### Written tasks
a – What did Childs say the cables of his Freedom Tower design are partly meant to honor, according to the commentary on it?
b – Pull out every line in the records that contains the word "square".

### Document
□ □ □ □

The new design is impressive. It gives New York a new skyline icon as its spire will top off at 1,776 feet as Libeskind had insisted and Childs's diamond-grid façade is not totally at odds with Libeskind's original diagonally textured façades. Moreover, Childs's has not banished Libeskind's slanted roof concept.
The new renderings and models indicated that the new "Freedom Tower" will be a soaring, asymmetrical structure of considerable elan. They did not, however, offer enough detail, especially of the windmills and the base of the tower, to quash all criticism. The windmills are contained in the structural cage that rises above the office building and while the notion that they might provide up to 20 percent of the tower's energy requirements is environmental comforting it is not clear how safe, let along beautiful, they might be. Depending on which report one read, the tower will have 62 or 70 floors of offices and their summit will be about 1,150 feet in the air. The tower will supposedly have an observatory, presumably at that level, as well as a restaurant run by the operators of the Windows on the World restaurant that had been near the top of the demolished South Tower of the World Trade Center.
Libeskind's original tower plan called for a 70-story office tower abutted by a 1,776-foot-high space-frame-like structure with gardens. Childs argued that the "side" tower was too expensive and that a better solution was to add on to the top of the office tower. His solution was an open, cable structure that would rise above the slanted-roof office portion to about 1,500 feet, above which would rise a spire. The windmills would be attached to two columns that would rise somewhat shorter than the cable cage's 1,500-foot summit.
Libeskind's asymmetrical tower was intended in part to pay homage to the upraised torch arm of the Statue of Liberty in the harbor. Childs's cables are intended in part to pay homage to the cables of the Brooklyn Bridge, across Lower Manhattan, over the East River. Such concepts are alright even if quite abstract, although one might have thought that a more obvious homage might have been to the fallen "twin towers" of the World Trade Center and indeed one contributor to the discussion board at http://www.wirednewyork.com digitally altered one of the new renderings to duplicate the tower with a twin, a rather effective and impressive concept.

□ □ □ □

### Given data

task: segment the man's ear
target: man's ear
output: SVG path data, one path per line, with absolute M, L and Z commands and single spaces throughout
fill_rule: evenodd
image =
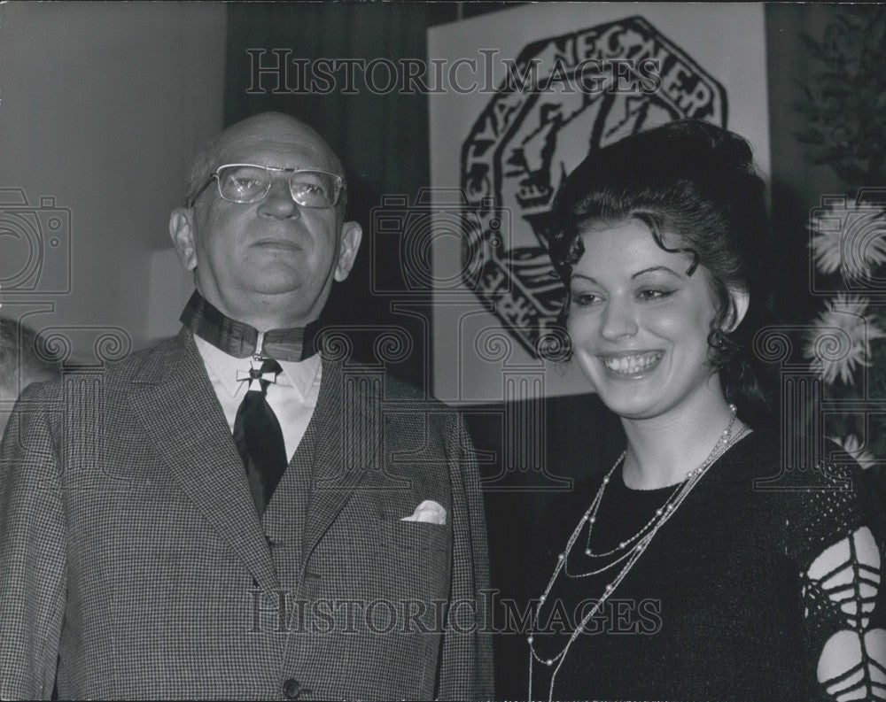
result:
M 197 246 L 194 243 L 194 211 L 190 207 L 176 207 L 169 215 L 169 235 L 186 271 L 197 267 Z
M 729 328 L 723 330 L 727 334 L 734 331 L 738 328 L 738 325 L 742 323 L 742 320 L 744 319 L 744 315 L 748 312 L 748 305 L 750 304 L 750 295 L 747 290 L 741 288 L 730 288 L 729 297 L 732 298 L 732 309 L 734 316 L 731 320 Z
M 335 266 L 335 279 L 338 282 L 347 278 L 351 273 L 362 236 L 363 229 L 357 222 L 345 222 L 341 226 L 341 246 L 338 250 L 338 262 Z

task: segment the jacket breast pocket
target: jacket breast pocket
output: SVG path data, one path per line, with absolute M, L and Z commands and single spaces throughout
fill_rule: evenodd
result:
M 452 532 L 448 524 L 381 520 L 382 544 L 389 549 L 448 553 Z
M 379 526 L 379 556 L 390 590 L 424 602 L 447 598 L 452 562 L 449 525 L 385 518 Z

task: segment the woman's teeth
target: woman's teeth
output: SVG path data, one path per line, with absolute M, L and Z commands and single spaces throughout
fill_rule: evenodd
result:
M 639 353 L 635 356 L 621 356 L 619 358 L 610 356 L 603 359 L 603 363 L 610 371 L 631 375 L 655 366 L 661 360 L 662 355 L 661 351 L 651 351 L 649 353 Z

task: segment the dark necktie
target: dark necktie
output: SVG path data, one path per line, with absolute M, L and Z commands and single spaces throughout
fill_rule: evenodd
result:
M 234 443 L 246 469 L 253 501 L 260 517 L 274 490 L 286 470 L 286 444 L 274 410 L 268 404 L 268 386 L 283 371 L 273 359 L 265 359 L 260 367 L 253 369 L 246 396 L 240 403 L 234 420 Z M 237 374 L 238 375 L 240 374 Z

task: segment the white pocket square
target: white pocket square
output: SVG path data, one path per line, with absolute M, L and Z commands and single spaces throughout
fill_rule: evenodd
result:
M 400 521 L 424 521 L 429 524 L 446 524 L 446 509 L 432 499 L 426 499 L 412 513 L 411 517 L 402 517 Z

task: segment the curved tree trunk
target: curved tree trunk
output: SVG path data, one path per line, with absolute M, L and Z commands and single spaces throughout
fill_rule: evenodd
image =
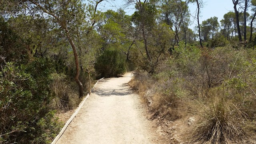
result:
M 201 38 L 201 32 L 200 32 L 200 24 L 199 23 L 199 12 L 200 8 L 199 3 L 198 0 L 196 0 L 196 4 L 197 4 L 197 22 L 198 25 L 198 32 L 199 33 L 199 41 L 200 42 L 200 45 L 201 47 L 203 47 L 203 45 L 202 44 L 202 39 Z
M 238 38 L 240 42 L 242 42 L 242 36 L 241 35 L 241 30 L 240 30 L 240 26 L 239 26 L 239 17 L 238 12 L 236 8 L 236 5 L 238 4 L 239 0 L 233 0 L 233 3 L 234 4 L 234 9 L 235 10 L 235 13 L 236 14 L 236 27 L 237 28 L 237 32 L 238 34 Z
M 251 26 L 250 26 L 250 40 L 249 40 L 249 42 L 252 42 L 252 22 L 253 22 L 253 21 L 254 20 L 255 18 L 255 16 L 256 16 L 256 12 L 254 13 L 254 14 L 253 15 L 253 17 L 252 17 L 252 20 L 251 21 Z
M 245 0 L 244 11 L 244 40 L 245 42 L 246 40 L 246 10 L 247 9 L 248 0 Z
M 69 43 L 71 45 L 71 47 L 72 47 L 72 49 L 73 50 L 73 52 L 74 53 L 74 56 L 75 57 L 76 70 L 76 76 L 75 76 L 75 80 L 76 81 L 76 82 L 78 86 L 78 88 L 79 88 L 79 98 L 81 98 L 83 97 L 83 95 L 84 86 L 83 86 L 83 84 L 79 80 L 79 75 L 80 74 L 80 66 L 79 65 L 79 63 L 78 62 L 78 57 L 77 54 L 77 52 L 76 52 L 76 46 L 75 46 L 73 40 L 71 39 L 69 36 L 69 33 L 66 27 L 65 27 L 65 31 L 66 32 L 67 37 L 68 37 L 68 41 L 69 42 Z

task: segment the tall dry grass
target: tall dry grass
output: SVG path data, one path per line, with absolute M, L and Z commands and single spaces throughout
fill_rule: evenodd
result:
M 137 71 L 132 82 L 144 97 L 150 97 L 156 117 L 198 118 L 189 132 L 193 142 L 241 143 L 255 139 L 256 51 L 184 46 L 176 48 L 154 74 Z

□ □ □ □

### Solutions in order
a – The cables of the Brooklyn Bridge.

b –
task: segment the white pocket square
target: white pocket square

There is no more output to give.